_What is needed:_ The string "clear" appears in some lines of the entries that follow; copy each such line.

_Input material:_
=== Begin Enclosure ===
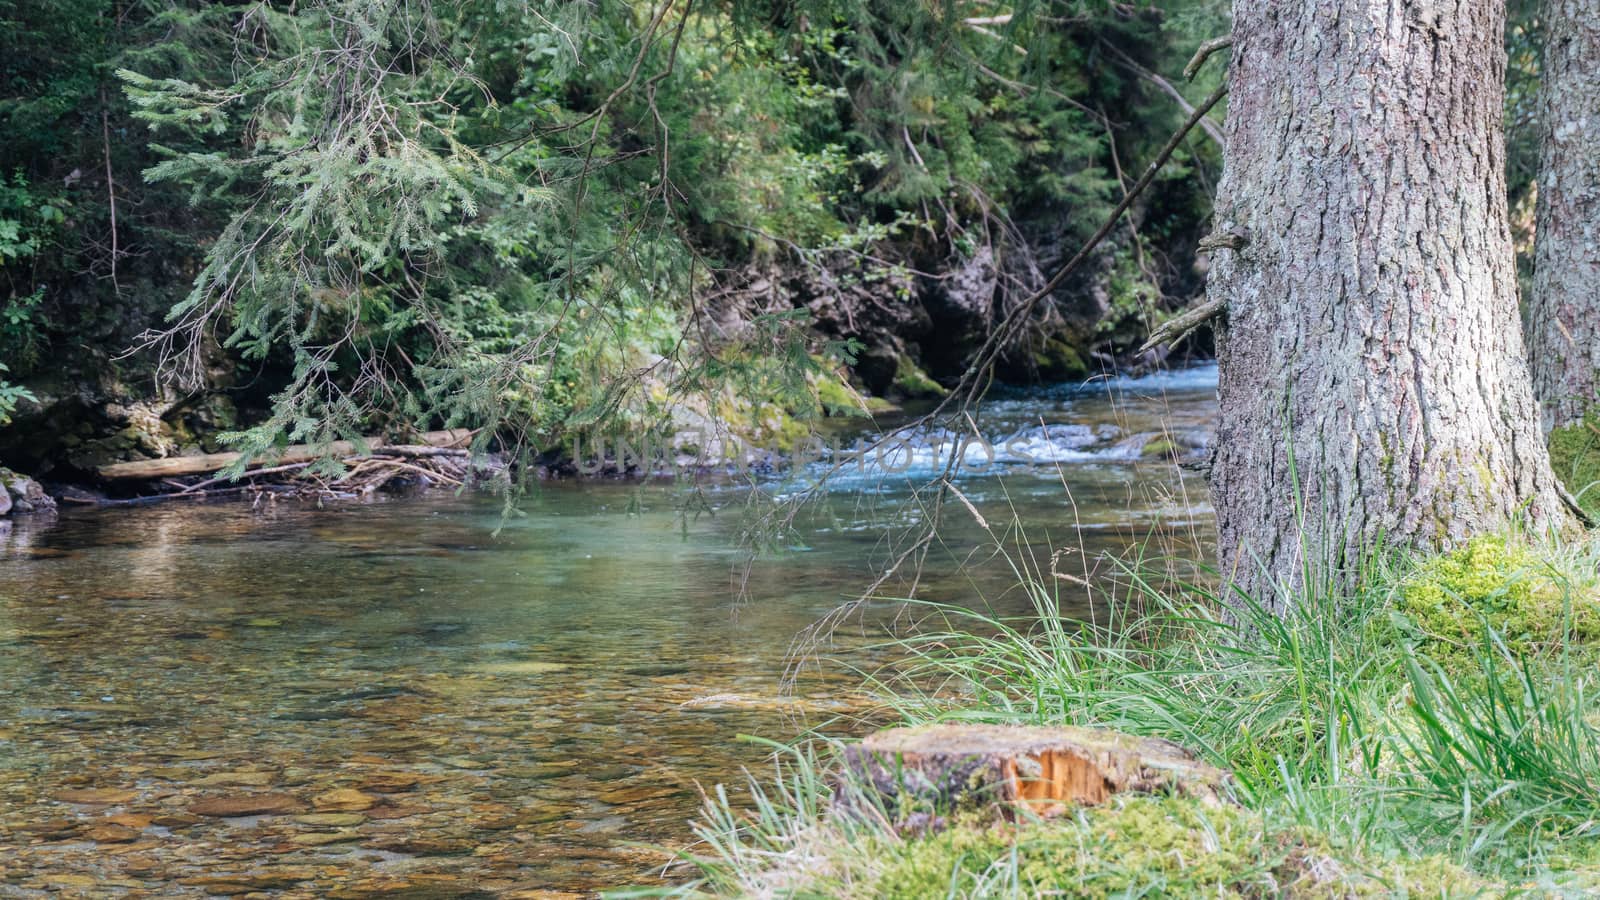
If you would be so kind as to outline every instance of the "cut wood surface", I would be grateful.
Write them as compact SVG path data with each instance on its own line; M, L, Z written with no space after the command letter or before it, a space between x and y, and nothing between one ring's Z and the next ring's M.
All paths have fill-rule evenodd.
M472 440L472 432L465 428L452 428L447 431L429 431L416 435L407 444L389 444L384 438L366 438L367 453L382 453L385 451L420 450L421 448L448 448L461 447ZM156 478L179 478L185 475L205 475L218 472L239 461L243 454L240 453L206 453L200 456L168 456L163 459L141 459L135 462L113 463L101 466L95 471L101 478L108 481L120 480L146 480ZM360 445L354 441L334 441L330 444L293 444L285 447L282 453L263 454L251 460L251 468L265 466L282 466L292 463L310 462L311 460L333 457L345 458L363 455ZM420 455L420 454L419 454ZM249 470L246 470L249 471Z
M849 784L902 813L1023 805L1040 816L1113 794L1225 795L1227 773L1169 741L1096 728L891 728L845 750Z

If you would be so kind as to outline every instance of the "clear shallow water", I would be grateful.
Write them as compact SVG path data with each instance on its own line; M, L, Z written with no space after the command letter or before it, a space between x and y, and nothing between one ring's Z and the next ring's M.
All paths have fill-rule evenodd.
M1045 558L1202 539L1203 486L1115 448L1203 428L1211 391L1202 372L998 398L986 436L1093 440L1045 432L1059 466L978 466L961 490ZM738 735L868 727L851 668L889 661L868 645L904 624L892 604L792 693L780 679L794 637L892 554L886 529L923 514L906 484L841 482L748 570L732 486L551 485L509 521L433 496L19 522L0 534L0 896L670 880L633 844L682 845L697 785L761 764ZM1024 612L1003 562L956 572L986 537L963 509L945 521L922 595Z

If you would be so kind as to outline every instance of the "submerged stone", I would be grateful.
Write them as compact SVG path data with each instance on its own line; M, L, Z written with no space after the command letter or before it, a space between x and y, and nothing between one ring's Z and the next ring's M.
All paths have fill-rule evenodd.
M488 675L548 675L551 672L565 672L570 668L572 667L566 663L526 659L512 662L486 663L478 666L477 671Z
M189 812L212 818L238 816L277 816L301 808L299 800L287 794L247 794L239 797L214 797L189 805Z
M139 839L140 832L137 828L105 822L91 825L84 830L83 836L97 844L129 844Z
M87 805L110 805L114 803L127 803L139 796L138 791L122 790L119 788L83 788L81 790L60 791L56 799L62 803L80 803Z
M329 812L359 812L378 804L378 798L354 788L337 788L311 798L311 805Z
M322 847L328 844L342 844L347 841L361 840L359 831L310 831L305 834L296 834L289 838L289 843L302 847Z
M301 825L320 825L329 828L353 828L367 820L360 813L309 813L295 816L294 820Z

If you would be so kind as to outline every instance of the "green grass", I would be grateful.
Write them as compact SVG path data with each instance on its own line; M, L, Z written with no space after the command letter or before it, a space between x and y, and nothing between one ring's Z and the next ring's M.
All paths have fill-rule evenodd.
M1583 896L1600 890L1600 548L1489 537L1373 560L1277 617L1130 566L1097 624L933 607L882 673L908 723L1075 724L1184 744L1238 807L1133 798L1023 827L895 834L828 813L838 744L784 755L753 813L708 805L716 896ZM1094 885L1090 890L1085 885Z

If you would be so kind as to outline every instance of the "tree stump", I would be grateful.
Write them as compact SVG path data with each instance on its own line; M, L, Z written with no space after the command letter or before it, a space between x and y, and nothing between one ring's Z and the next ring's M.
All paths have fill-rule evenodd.
M1120 793L1217 802L1228 780L1170 741L1073 727L891 728L846 748L844 765L836 808L871 805L918 829L986 809L1008 819L1056 816Z

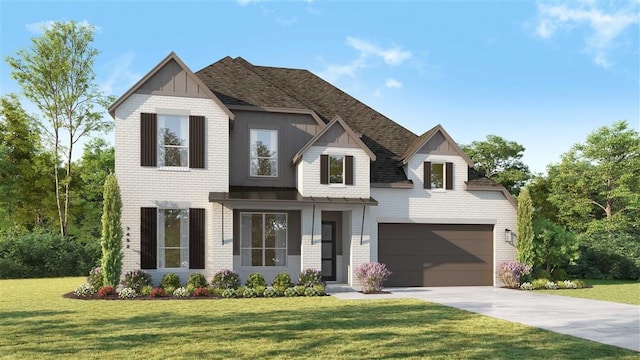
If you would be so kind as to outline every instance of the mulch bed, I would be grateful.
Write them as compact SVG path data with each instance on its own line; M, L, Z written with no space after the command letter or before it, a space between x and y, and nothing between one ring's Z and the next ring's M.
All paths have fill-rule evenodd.
M160 297L151 297L151 296L137 296L133 299L121 299L118 295L109 295L105 297L97 297L97 296L78 296L73 291L68 292L62 295L65 299L76 299L76 300L218 300L219 297L216 296L188 296L183 298L173 297L173 296L160 296Z

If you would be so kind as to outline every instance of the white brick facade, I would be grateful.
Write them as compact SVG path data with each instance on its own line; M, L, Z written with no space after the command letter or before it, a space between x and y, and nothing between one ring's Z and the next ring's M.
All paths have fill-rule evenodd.
M423 188L423 163L452 162L454 164L453 190L427 190ZM501 192L466 191L468 164L459 156L415 154L405 170L413 181L412 189L371 190L379 206L373 207L375 225L372 238L377 240L377 223L413 222L424 224L493 224L494 286L502 284L495 276L498 264L513 260L516 250L513 244L505 242L505 229L515 230L516 211ZM372 261L377 259L377 241L372 241Z

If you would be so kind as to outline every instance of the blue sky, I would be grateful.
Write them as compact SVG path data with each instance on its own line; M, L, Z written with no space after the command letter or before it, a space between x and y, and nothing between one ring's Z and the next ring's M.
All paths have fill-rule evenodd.
M96 27L96 81L120 96L169 52L193 71L224 56L308 69L421 134L502 136L535 172L587 134L640 129L640 0L0 0L0 53L49 21ZM0 94L19 92L5 62ZM26 106L35 112L33 107Z

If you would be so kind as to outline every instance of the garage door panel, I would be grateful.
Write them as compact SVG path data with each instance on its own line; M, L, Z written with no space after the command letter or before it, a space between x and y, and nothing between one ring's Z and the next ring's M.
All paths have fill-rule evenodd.
M379 224L387 286L493 284L493 225Z

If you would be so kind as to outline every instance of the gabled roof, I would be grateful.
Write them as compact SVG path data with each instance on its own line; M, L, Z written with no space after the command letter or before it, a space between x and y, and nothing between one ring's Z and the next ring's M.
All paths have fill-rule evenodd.
M474 164L471 158L469 158L469 156L458 146L458 144L456 144L456 142L453 141L453 138L451 138L451 136L444 130L444 128L440 124L427 130L424 134L416 138L409 145L409 147L407 147L407 150L405 151L404 155L402 155L402 159L401 159L402 165L406 165L409 159L413 155L415 155L418 151L420 151L420 149L422 149L422 147L425 146L429 142L429 140L431 140L433 136L437 133L440 133L445 138L445 140L449 143L449 146L451 146L453 150L458 155L460 155L460 157L462 157L464 161L467 162L467 164L469 164L470 167L473 167Z
M209 89L209 87L205 85L202 82L202 80L199 77L197 77L191 71L191 69L189 69L189 67L173 51L169 55L167 55L167 57L165 57L162 61L160 61L160 63L156 65L151 71L149 71L147 75L143 76L142 79L140 79L137 83L135 83L135 85L133 85L129 89L129 91L124 93L122 96L120 96L120 98L118 98L118 100L116 100L113 104L111 104L111 106L109 106L109 109L108 109L109 115L111 115L111 117L115 117L115 111L118 108L118 106L120 106L132 94L136 93L136 91L138 91L149 79L151 79L156 73L158 73L163 67L165 67L171 61L175 61L182 68L182 70L185 72L187 77L190 80L194 81L196 84L198 84L199 87L204 92L204 94L208 98L213 100L218 106L220 106L220 108L229 116L229 119L233 120L234 115L231 112L231 110L229 110L227 106L222 101L220 101L220 99L218 99L218 97L211 91L211 89Z
M364 150L364 152L367 153L367 155L369 155L369 158L371 159L371 161L376 161L376 155L367 147L367 145L365 145L362 140L360 140L360 138L358 137L358 135L356 135L353 130L351 130L351 128L349 127L349 125L347 125L344 120L342 120L342 118L340 116L337 116L333 118L333 120L331 120L330 123L328 123L322 130L320 130L316 136L314 136L313 138L311 138L311 140L309 140L309 142L302 147L302 149L300 149L300 151L298 151L298 153L293 157L293 165L296 165L300 162L300 160L302 160L302 155L304 155L304 153L311 147L313 146L313 144L315 144L318 139L322 138L322 136L324 134L327 133L327 131L329 131L330 128L334 127L334 126L341 126L344 131L349 135L349 137L351 139L354 140L354 142L362 149Z
M360 140L376 156L371 163L372 183L407 181L397 163L417 136L313 73L225 57L196 75L229 106L305 108L325 123L340 115L355 133L362 134Z

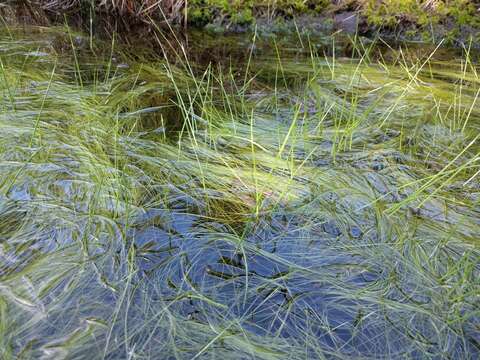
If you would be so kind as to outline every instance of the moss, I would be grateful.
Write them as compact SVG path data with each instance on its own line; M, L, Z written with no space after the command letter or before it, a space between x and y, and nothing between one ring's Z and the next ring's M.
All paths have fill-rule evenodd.
M210 24L217 19L228 19L234 24L248 24L254 21L251 0L191 0L188 15L194 25Z
M406 22L423 27L448 19L458 25L480 26L478 10L470 0L367 0L361 11L375 26Z
M275 15L292 17L299 14L324 12L330 0L190 0L189 21L205 25L214 21L232 24L252 24L257 17Z
M432 32L428 30L424 30L420 33L420 37L423 41L431 42L432 41Z
M471 0L190 0L189 21L249 25L261 17L286 19L309 14L358 11L369 26L419 31L431 38L432 25L480 28L480 14ZM428 32L428 35L427 35Z
M189 22L202 26L212 22L214 13L205 0L190 0L188 8Z

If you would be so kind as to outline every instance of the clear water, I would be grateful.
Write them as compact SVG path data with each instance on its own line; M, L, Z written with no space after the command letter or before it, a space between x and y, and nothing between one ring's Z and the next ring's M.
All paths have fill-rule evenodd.
M201 36L1 32L0 358L477 358L475 55Z

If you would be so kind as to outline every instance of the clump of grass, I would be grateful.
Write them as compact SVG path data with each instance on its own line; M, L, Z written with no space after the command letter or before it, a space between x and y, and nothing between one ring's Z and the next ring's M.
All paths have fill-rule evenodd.
M252 50L239 75L23 36L0 40L2 358L478 355L468 50Z

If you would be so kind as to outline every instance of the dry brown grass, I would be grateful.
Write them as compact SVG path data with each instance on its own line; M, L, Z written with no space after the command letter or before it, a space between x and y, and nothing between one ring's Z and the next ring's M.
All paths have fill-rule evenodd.
M155 18L181 23L185 20L187 0L12 0L10 5L50 13L73 13L92 8L95 13L128 16L141 21Z

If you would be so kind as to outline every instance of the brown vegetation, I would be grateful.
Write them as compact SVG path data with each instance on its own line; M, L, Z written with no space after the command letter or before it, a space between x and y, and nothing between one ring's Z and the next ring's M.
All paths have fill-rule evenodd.
M15 9L17 17L45 22L64 15L102 15L130 23L150 19L182 23L188 0L7 0L4 7ZM6 6L5 6L6 5ZM1 9L1 7L0 7ZM5 9L4 9L5 11Z

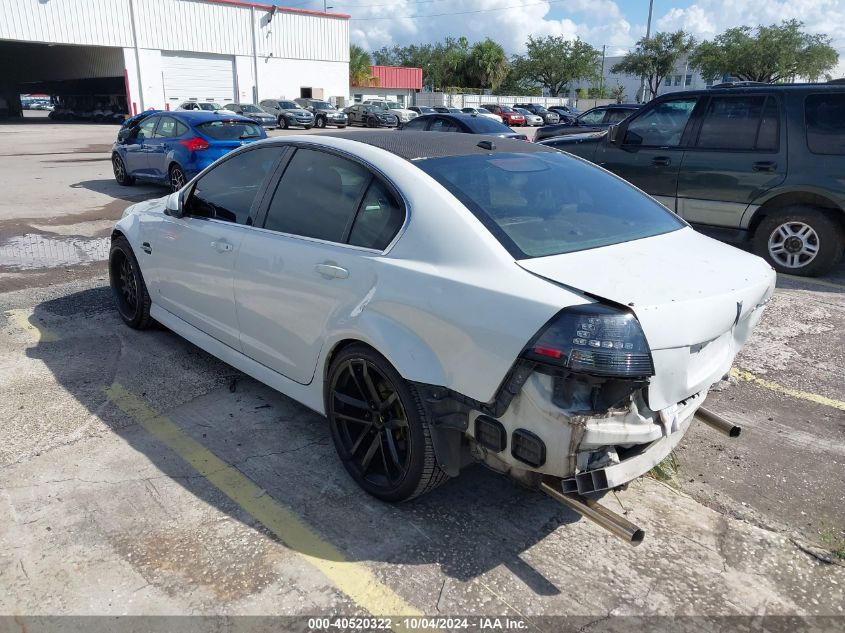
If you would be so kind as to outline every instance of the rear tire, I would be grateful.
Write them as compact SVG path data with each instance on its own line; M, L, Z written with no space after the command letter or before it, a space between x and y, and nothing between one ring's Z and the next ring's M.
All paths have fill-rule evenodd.
M340 460L369 494L408 501L449 478L419 394L381 354L360 344L343 349L329 369L325 400Z
M317 117L317 120L314 121L314 127L322 130L324 127L326 127L326 119L324 119L323 117Z
M188 182L188 177L179 165L171 165L167 172L168 183L170 184L170 192L176 193Z
M753 243L754 252L777 272L818 277L841 261L845 232L825 211L796 205L764 218Z
M288 129L288 120L283 116L279 117L279 127L283 130Z
M125 237L112 240L109 252L109 282L123 322L134 330L146 330L153 324L150 294L141 267Z

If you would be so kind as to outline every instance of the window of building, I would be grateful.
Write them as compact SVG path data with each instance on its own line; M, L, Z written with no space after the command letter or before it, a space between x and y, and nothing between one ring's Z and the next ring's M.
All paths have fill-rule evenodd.
M697 98L664 101L631 121L625 132L626 145L677 147Z
M373 180L352 225L349 243L383 251L404 221L405 212L396 197L384 183Z
M692 85L692 75L687 75L686 80L684 81L684 85L689 87Z
M676 86L681 85L681 76L680 75L675 75L675 85Z
M672 76L671 76L671 75L669 75L668 77L666 77L666 81L665 81L665 82L663 82L663 83L664 83L664 85L666 85L667 87L671 87L671 86L672 86Z
M355 103L361 103L364 100L364 95L352 95L352 101Z

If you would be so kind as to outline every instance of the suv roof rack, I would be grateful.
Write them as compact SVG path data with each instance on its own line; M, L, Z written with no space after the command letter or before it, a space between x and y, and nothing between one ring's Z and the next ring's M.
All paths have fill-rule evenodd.
M773 84L767 84L765 81L725 81L720 84L716 84L714 86L710 86L712 89L717 88L744 88L746 86L771 86Z

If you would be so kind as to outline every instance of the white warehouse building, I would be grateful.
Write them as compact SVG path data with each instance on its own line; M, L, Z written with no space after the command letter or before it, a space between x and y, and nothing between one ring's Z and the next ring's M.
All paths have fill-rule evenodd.
M0 95L349 98L349 16L240 0L0 0Z

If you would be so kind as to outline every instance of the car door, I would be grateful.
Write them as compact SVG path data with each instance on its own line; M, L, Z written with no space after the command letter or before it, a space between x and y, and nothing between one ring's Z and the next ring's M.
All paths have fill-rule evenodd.
M348 327L376 286L378 256L404 222L397 199L353 160L295 150L235 265L245 354L311 381L327 330Z
M616 143L599 144L595 162L675 211L687 127L698 100L689 96L646 106L622 125Z
M678 175L685 220L738 228L749 204L786 178L775 95L712 95Z
M168 156L176 149L182 136L188 133L188 126L172 116L159 117L153 137L145 141L147 168L151 178L164 180L169 168Z
M240 349L232 270L253 224L259 192L281 156L274 146L237 152L199 178L184 215L161 215L144 227L153 301L206 334Z
M133 176L149 177L150 165L147 160L147 143L153 142L156 125L161 117L151 116L138 126L138 130L126 139L124 162L126 171Z
M461 128L446 117L434 117L428 126L429 132L460 132Z

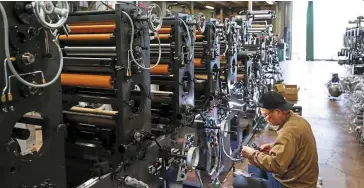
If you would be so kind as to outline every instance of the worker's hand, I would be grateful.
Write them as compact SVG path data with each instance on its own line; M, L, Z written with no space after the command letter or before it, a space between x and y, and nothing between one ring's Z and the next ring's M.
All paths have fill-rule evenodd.
M272 144L263 144L259 147L260 151L269 151L272 148Z
M255 149L248 147L248 146L243 146L243 148L241 149L241 155L244 158L248 158L250 155L252 155L255 152Z

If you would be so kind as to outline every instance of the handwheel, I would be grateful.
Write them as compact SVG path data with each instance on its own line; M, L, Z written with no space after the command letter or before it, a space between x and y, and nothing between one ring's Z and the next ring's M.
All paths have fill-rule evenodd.
M197 147L191 147L187 152L187 168L194 170L200 161L200 151Z
M197 28L200 31L200 33L205 32L206 28L206 17L203 13L199 13L197 15Z
M62 8L57 8L52 1L35 1L32 3L33 12L39 23L47 29L62 27L68 18L69 6L67 1L62 1ZM58 21L52 23L50 15L56 15Z
M230 34L230 19L229 18L225 18L224 27L226 30L226 34Z
M158 32L162 27L162 9L155 3L148 7L148 25L149 29L153 32Z

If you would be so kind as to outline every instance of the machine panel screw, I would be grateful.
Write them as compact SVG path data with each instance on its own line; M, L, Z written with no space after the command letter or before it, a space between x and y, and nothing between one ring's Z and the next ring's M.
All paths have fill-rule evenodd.
M61 131L61 129L63 129L64 128L64 124L59 124L58 126L57 126L57 128L56 128L56 131L57 132L60 132Z

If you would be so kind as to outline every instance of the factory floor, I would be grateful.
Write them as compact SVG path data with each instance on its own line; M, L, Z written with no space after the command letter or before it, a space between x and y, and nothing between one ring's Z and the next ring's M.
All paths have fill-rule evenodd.
M335 61L282 63L286 84L300 86L297 104L302 106L306 118L316 137L319 155L320 177L323 187L364 187L364 145L360 145L354 133L350 133L344 117L343 100L329 100L324 84L332 73L344 76L346 70ZM275 132L266 128L255 135L252 142L258 145L272 142ZM238 163L236 169L247 169L247 162ZM232 187L230 173L224 182Z

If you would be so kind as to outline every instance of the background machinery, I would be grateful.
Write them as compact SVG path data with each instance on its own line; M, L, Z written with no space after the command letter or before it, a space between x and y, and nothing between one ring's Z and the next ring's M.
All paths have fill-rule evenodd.
M266 17L101 3L1 3L0 186L222 184L277 67Z

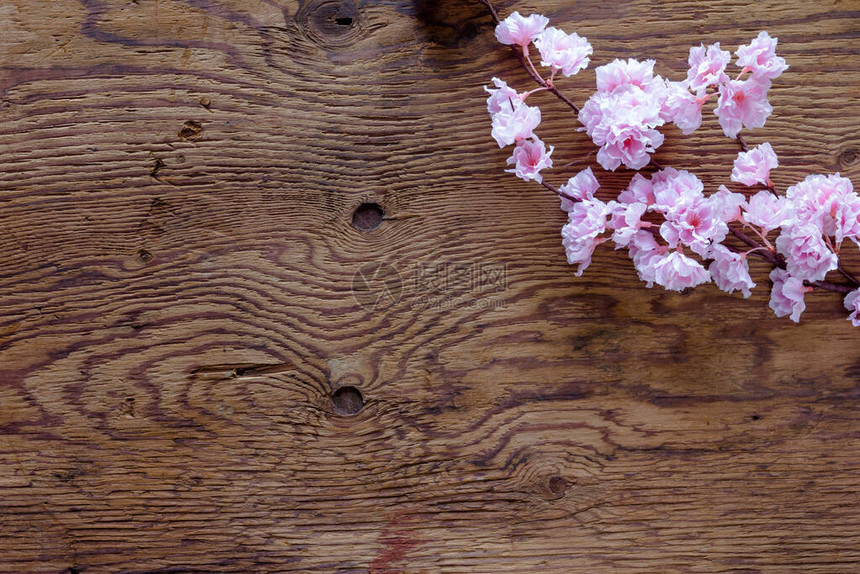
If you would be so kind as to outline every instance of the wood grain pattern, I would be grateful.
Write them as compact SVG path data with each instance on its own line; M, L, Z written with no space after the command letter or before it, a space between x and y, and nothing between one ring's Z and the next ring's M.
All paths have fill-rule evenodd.
M767 29L751 143L860 183L856 0L498 6L674 78ZM527 78L478 2L3 0L0 65L0 571L860 571L839 298L574 277L501 172L481 86ZM542 101L560 183L594 149ZM715 118L667 136L728 180Z

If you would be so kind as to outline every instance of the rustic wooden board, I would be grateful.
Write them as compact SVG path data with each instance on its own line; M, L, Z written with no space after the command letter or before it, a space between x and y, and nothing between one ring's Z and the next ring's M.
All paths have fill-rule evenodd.
M498 5L676 79L767 29L750 141L860 183L857 0ZM839 298L574 277L501 172L481 86L527 78L478 2L2 0L0 65L0 571L860 571ZM561 183L594 150L543 101ZM728 180L714 118L667 134Z

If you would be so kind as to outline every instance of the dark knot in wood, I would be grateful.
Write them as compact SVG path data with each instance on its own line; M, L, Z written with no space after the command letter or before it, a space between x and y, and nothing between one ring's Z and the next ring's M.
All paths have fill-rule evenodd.
M352 224L359 231L373 231L382 225L385 212L377 203L362 203L352 214Z
M364 408L364 397L361 396L361 391L357 388L345 386L332 393L331 403L337 414L352 416Z
M351 0L311 0L306 2L297 21L311 40L324 46L345 46L358 39L361 14Z
M839 154L836 163L840 169L845 169L857 163L858 160L860 160L860 151L855 148L848 148Z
=== End Enclosure ===
_Solution to this task:_
If you would be so kind as to outline every instance of the "clear shallow water", I would be grateful.
If you would be so kind as to outline every instance of the clear water, I would be grateful.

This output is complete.